Information provided →
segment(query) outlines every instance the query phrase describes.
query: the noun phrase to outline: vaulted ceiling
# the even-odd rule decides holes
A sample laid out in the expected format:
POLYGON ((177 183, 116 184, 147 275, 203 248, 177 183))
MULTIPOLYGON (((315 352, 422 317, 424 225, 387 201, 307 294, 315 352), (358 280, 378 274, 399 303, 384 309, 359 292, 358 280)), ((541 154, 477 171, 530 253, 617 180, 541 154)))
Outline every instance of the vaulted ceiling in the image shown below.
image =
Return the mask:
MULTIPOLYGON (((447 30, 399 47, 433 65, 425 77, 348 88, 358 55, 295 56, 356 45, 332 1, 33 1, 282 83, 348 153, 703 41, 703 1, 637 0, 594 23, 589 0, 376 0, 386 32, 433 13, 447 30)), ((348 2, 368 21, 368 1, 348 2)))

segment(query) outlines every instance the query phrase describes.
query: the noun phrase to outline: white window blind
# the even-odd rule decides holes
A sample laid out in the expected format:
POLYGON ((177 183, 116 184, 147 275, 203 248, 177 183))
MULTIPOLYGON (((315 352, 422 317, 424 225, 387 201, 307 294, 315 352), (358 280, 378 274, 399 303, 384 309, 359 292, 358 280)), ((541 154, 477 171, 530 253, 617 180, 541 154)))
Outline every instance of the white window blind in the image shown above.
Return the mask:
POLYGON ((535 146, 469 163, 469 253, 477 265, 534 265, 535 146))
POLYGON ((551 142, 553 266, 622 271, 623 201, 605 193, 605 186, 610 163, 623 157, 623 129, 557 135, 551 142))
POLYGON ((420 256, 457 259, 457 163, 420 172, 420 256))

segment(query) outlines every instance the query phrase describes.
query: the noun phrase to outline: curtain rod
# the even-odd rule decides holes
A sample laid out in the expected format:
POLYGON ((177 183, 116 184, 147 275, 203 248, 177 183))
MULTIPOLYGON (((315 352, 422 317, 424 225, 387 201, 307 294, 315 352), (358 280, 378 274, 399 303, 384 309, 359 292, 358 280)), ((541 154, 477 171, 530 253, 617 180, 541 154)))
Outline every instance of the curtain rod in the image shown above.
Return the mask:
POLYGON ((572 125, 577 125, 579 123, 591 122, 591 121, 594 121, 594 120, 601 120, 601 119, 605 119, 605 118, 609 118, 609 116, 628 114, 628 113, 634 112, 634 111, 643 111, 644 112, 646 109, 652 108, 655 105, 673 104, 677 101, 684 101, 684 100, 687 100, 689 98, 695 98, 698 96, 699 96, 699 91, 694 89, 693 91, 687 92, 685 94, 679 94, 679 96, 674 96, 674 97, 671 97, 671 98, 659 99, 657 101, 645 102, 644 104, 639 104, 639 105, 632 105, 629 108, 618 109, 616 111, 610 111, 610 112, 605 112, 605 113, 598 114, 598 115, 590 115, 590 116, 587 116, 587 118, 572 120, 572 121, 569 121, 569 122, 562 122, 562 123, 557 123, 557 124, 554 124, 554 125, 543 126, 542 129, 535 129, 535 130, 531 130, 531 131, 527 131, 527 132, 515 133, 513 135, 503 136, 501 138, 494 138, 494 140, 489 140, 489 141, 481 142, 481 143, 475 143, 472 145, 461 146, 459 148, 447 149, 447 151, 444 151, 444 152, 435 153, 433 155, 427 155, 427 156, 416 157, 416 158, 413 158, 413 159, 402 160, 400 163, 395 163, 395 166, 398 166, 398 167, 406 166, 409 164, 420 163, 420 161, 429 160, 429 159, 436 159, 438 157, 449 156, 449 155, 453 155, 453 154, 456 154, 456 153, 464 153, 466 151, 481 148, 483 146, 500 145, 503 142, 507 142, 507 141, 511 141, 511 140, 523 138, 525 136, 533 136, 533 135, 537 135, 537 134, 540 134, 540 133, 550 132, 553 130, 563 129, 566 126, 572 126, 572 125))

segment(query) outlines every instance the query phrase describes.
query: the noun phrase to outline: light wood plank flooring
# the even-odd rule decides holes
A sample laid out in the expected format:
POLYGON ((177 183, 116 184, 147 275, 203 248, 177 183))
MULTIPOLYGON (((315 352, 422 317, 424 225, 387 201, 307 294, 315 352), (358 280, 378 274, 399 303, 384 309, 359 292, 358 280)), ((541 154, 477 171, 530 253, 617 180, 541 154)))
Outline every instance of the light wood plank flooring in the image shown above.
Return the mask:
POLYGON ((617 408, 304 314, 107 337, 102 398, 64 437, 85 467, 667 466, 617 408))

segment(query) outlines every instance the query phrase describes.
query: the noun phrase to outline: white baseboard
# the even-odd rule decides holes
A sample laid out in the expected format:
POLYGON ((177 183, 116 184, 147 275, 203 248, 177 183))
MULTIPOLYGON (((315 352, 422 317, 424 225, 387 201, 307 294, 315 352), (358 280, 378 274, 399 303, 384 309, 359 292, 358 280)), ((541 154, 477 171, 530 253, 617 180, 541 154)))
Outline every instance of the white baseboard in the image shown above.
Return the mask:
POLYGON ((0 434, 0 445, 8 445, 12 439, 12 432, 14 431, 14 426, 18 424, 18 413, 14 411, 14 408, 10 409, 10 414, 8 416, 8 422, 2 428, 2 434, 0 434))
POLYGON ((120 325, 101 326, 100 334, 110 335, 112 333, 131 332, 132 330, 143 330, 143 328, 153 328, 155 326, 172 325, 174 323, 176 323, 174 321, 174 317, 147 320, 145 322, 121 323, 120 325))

What you should do → Swap "Return the mask" for "Output the mask" everywhere in the material above, and reproduce all of it with nothing else changed.

Correct response →
segment(query) outlines every instance the query phrase describes.
query: the noun phrase to outline: vaulted ceiling
# the even-odd rule decides holes
A sample laid out in the expected format:
POLYGON ((177 183, 116 184, 147 275, 203 248, 177 183))
MULTIPOLYGON (((315 352, 422 317, 424 225, 387 201, 307 294, 315 352), (358 280, 378 274, 399 303, 384 309, 359 292, 358 280)), ((541 154, 477 171, 530 253, 617 180, 541 154)))
Outline every instance of the vaulted ceiling in the image shown below.
image =
Output the mask:
MULTIPOLYGON (((447 30, 399 47, 433 65, 425 77, 348 88, 358 55, 295 56, 356 45, 332 1, 33 1, 282 83, 348 153, 703 41, 703 1, 637 0, 594 23, 589 0, 376 0, 386 32, 433 13, 447 30)), ((348 2, 368 21, 368 1, 348 2)))

segment(query) outlines every instance the query phrase describes.
query: the noun phrase to outline: white window blind
# the even-odd rule decides holes
A sample laid out in the expected format:
POLYGON ((177 183, 116 184, 147 275, 203 248, 177 183))
MULTIPOLYGON (((315 352, 422 317, 424 225, 387 201, 307 294, 315 352), (358 280, 378 274, 399 303, 384 309, 359 292, 358 280)), ((541 154, 477 171, 530 253, 617 180, 541 154)))
Outline every instance of the white window blind in the image shown above.
Output the mask:
POLYGON ((535 146, 469 163, 469 253, 477 265, 534 265, 535 146))
POLYGON ((551 142, 553 266, 622 271, 623 201, 605 193, 605 186, 610 163, 623 157, 623 129, 557 135, 551 142))
POLYGON ((420 256, 457 259, 457 163, 420 172, 420 256))

segment(query) outlines every instance the query phrase describes.
query: the noun phrase to outline: curtain rod
# the even-odd rule decides holes
A sample laid out in the expected format:
POLYGON ((177 183, 116 184, 147 275, 203 248, 177 183))
MULTIPOLYGON (((315 352, 422 317, 424 225, 387 201, 307 294, 315 352), (358 280, 378 274, 399 303, 384 309, 359 292, 358 280)), ((541 154, 477 171, 530 253, 617 180, 541 154)))
Outline every instance of the curtain rod in the image shown above.
Output the mask:
POLYGON ((572 125, 577 125, 579 123, 591 122, 591 121, 594 121, 594 120, 601 120, 601 119, 605 119, 605 118, 609 118, 609 116, 628 114, 628 113, 634 112, 634 111, 643 111, 644 112, 646 109, 652 108, 655 105, 673 104, 677 101, 684 101, 684 100, 687 100, 689 98, 695 98, 698 96, 699 96, 699 91, 694 89, 693 91, 687 92, 685 94, 679 94, 679 96, 674 96, 674 97, 671 97, 671 98, 659 99, 657 101, 645 102, 644 104, 639 104, 639 105, 632 105, 629 108, 618 109, 616 111, 610 111, 610 112, 605 112, 605 113, 598 114, 598 115, 590 115, 590 116, 587 116, 587 118, 572 120, 572 121, 569 121, 569 122, 562 122, 562 123, 557 123, 557 124, 554 124, 554 125, 543 126, 542 129, 535 129, 535 130, 531 130, 531 131, 527 131, 527 132, 515 133, 513 135, 503 136, 501 138, 494 138, 494 140, 489 140, 489 141, 481 142, 481 143, 475 143, 472 145, 461 146, 459 148, 447 149, 447 151, 444 151, 444 152, 435 153, 433 155, 427 155, 427 156, 416 157, 416 158, 413 158, 413 159, 402 160, 400 163, 395 163, 395 166, 398 166, 398 167, 406 166, 409 164, 420 163, 420 161, 429 160, 429 159, 436 159, 438 157, 449 156, 449 155, 453 155, 453 154, 456 154, 456 153, 464 153, 466 151, 481 148, 483 146, 500 145, 503 142, 507 142, 507 141, 511 141, 511 140, 523 138, 525 136, 533 136, 533 135, 537 135, 537 134, 540 134, 540 133, 550 132, 553 130, 563 129, 566 126, 572 126, 572 125))

segment(query) outlines every instance the query phrase describes.
query: the noun phrase to outline: light wood plank flooring
# the even-odd rule decides holes
A sample laid out in the expected format:
POLYGON ((177 183, 116 184, 147 275, 203 248, 177 183))
MULTIPOLYGON (((315 352, 422 317, 424 225, 387 201, 307 294, 315 352), (358 280, 378 274, 399 303, 384 309, 359 292, 358 280)), ((541 154, 477 171, 530 253, 617 180, 541 154)))
Outline every instance of the light wood plank flooring in the image shown above.
Output the mask:
POLYGON ((617 408, 304 314, 107 337, 102 398, 64 437, 85 467, 667 466, 617 408))

segment(query) outlines every instance the query phrase describes.
query: the noun phrase to outline: white baseboard
# the even-odd rule decides holes
A sample laid out in the expected format:
POLYGON ((177 183, 116 184, 147 275, 203 248, 177 183))
MULTIPOLYGON (((315 352, 422 317, 424 225, 387 201, 307 294, 315 352), (358 280, 378 274, 399 303, 384 309, 359 292, 358 280)), ((541 154, 477 171, 530 253, 617 180, 541 154)))
Outline every instance of the white baseboard in the image shown above.
Output the mask:
POLYGON ((0 434, 0 445, 8 445, 12 439, 12 432, 14 431, 14 426, 18 424, 18 413, 14 411, 14 408, 10 409, 10 414, 8 416, 8 422, 2 428, 2 434, 0 434))
POLYGON ((120 325, 101 326, 100 334, 110 335, 112 333, 131 332, 132 330, 143 330, 143 328, 153 328, 155 326, 172 325, 174 323, 176 323, 174 321, 174 317, 147 320, 145 322, 121 323, 120 325))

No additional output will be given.